Update the rows from the line containing "Objective — one dot on each instance of the dormer window" through the end of the rows by changing every "asphalt" to "blacktop" and leaving everything else as it is. Return only those lines.

<<<<

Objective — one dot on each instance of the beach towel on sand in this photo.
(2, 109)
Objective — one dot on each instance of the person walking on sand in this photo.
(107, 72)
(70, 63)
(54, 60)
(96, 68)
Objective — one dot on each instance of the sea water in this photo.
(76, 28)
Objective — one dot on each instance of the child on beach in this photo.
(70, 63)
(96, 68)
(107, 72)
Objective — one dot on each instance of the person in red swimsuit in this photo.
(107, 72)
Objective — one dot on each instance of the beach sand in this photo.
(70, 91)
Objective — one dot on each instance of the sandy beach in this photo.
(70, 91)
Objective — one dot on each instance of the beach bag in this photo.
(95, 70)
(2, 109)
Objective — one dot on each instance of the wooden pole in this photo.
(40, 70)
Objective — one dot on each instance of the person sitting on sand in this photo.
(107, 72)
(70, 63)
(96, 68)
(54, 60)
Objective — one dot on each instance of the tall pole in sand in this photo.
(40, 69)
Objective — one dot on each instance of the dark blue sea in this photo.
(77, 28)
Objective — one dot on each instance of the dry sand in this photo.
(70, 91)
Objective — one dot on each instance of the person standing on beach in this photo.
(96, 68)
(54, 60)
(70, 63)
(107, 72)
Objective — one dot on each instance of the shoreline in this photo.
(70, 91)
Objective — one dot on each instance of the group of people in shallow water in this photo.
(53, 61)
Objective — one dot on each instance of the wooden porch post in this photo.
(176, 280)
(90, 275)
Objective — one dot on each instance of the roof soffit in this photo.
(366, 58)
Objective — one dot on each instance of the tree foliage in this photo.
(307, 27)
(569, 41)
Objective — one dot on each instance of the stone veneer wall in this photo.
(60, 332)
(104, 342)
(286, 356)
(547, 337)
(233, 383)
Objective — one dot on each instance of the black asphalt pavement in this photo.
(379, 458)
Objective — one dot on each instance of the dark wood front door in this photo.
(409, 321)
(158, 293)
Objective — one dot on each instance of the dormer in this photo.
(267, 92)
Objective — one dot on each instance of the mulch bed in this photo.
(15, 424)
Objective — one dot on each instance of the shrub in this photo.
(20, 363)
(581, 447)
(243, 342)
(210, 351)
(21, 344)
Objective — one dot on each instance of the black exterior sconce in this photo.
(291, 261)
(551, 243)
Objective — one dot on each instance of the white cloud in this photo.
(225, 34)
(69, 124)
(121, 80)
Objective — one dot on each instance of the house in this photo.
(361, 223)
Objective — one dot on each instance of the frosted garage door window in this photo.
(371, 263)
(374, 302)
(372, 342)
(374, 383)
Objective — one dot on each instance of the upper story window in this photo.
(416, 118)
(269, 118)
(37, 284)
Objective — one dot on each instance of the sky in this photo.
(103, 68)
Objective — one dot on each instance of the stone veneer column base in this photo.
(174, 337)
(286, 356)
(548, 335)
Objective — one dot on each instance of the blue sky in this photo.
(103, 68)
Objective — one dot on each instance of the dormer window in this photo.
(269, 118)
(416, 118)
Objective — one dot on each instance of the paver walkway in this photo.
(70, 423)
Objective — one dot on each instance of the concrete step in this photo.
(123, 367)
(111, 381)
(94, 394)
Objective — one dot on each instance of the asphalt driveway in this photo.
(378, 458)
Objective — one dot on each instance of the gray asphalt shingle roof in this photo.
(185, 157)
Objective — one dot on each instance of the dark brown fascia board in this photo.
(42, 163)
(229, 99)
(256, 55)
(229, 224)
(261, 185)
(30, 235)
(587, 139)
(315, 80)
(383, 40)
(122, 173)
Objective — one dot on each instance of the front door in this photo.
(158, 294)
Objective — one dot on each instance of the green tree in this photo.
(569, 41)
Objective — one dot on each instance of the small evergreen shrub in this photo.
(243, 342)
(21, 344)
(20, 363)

>>>>

■ Output below ■
Objective — one dot on each instance of the dormer window in this photo.
(269, 118)
(416, 118)
Objective — one dot on each instance of the paver walkway in this photo.
(70, 423)
Objective — one dot on each instance of the concrete step in this photo.
(123, 367)
(111, 381)
(94, 394)
Objective — one dot on each instance of the blacktop driveway in this photo.
(378, 458)
Objective — one dot on each instance of the gray blacktop shingle roof in this photo.
(185, 157)
Objective — one dot on each instance of the dark brown fascia board in this photo.
(42, 163)
(229, 99)
(256, 55)
(229, 224)
(261, 185)
(30, 235)
(587, 139)
(315, 80)
(383, 40)
(122, 173)
Objective — one dot on each instance of the front door in this photo.
(158, 294)
Objective — one dot on each instance of the green tree in this photo.
(569, 41)
Objective — one dot on each instance of the small evergreen shrub in this photo.
(243, 342)
(21, 344)
(20, 363)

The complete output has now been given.